COMPITI DA SVOLGERE:
[1] Per ciascuna delle affermazioni seguenti, stabilisca se concorda con il brano su Shirin Neshat e l'Iran, rispondendo sì o no e citando testualmente le parole decisive: (a) la mostra The Fury è stata inaugurata alla Gladstone Gallery di New York; (b) la nuova videoinstallazione è stata girata dopo l'inizio dell'attuale rivoluzione; (c) secondo le autrici del saggio, l'immagine di una donna in chador nero con in mano una pistola rappresenta la censura e la sorveglianza.
[2] Secondo il brano su Shirin Neshat e l'Iran, che cosa mostra la nuova videoinstallazione?
[3] Prosegua il brano su Shirin Neshat e l'Iran a partire dalla sua ultima frase.

ESTRATTO:
In Iran, invece, i modi in cui le donne rappresentano sé stesse si sono metamorfizzati e sono stati veicolati attraverso i social network. Mediante queste piattaforme abbiamo visto coppie queer baciarsi nelle piazze principali delle città iraniane, ragazze che si coprono il viso, espongono il corpo e stanno per strada con la pelle segnata da Jin, Jiyan, Azadî scritta con il rossetto e, ancora, video di donne che cantano, ballano e ridono ad alta voce. Le autrici del saggio sostengono come in Iran la rappresentazione di una donna, in chador nero con in mano una pistola, sia vista come l’immagine della figura femminile voluta dalla polizia morale, rappresenta la censura e la sorveglianza. È ben diversa, quindi, dall’immagine del corpo femminile creata nella sfera privata e conservata al sicuro negli album di famiglia.
Un’altra esposizione dell’artista, posizionata al centro delle critiche, è quella inaugurata Il 26 gennaio 2023 alla Gladstone Gallery di New York. Un solo show di Shirin Neshat intitolato The Fury. In mostra, oltre alle fotografie già citate, si trova una nuova videoinstallazione, che dà il titolo alla mostra, girata nella primavera del 2022, prima dell’attuale rivoluzione. Una donna nuda accerchiata da un gruppo di uomini in divisa militare.

MATERIALE ESTRATTO:
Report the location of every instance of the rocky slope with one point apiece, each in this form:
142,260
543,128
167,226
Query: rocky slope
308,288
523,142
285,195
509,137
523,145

ESITI DEI COMPITI:
[1]
(a) Sì: "inaugurata Il 26 gennaio 2023 alla Gladstone Gallery di New York".
(b) No: "girata nella primavera del 2022, prima dell’attuale rivoluzione".
(c) Sì: "rappresenta la censura e la sorveglianza".

[2] Una donna nuda accerchiata da un gruppo di uomini in divisa militare.

[3]
Il lavoro cerca di mettere in luce le gravi torture e le violenze sessuali a cui sono sottoposte le donne prigioniere politiche del regime della Repubblica Islamica, ripercorre il viaggio psicologico ed emotivo di una giovane donna iraniana che, sebbene ora viva liberamente negli Stati Uniti, rimane traumatizzata dai ricordi della prigionia. Pur volendo denunciare una situazione tragica e reale, l’immagine della donna riportata ancora una volta dall’artista è quella di una figura debole, indifesa, una rappresentazione disumanizzata e feticizzata della vittima iraniana, sempre più distante dalle immagini di donne forti e coraggiose condivise durante le lotte contemporanee. La “donna iraniana” costruita dalla Repubblica islamica e le immagini di donne create da Neshat si assomigliano dolorosamente.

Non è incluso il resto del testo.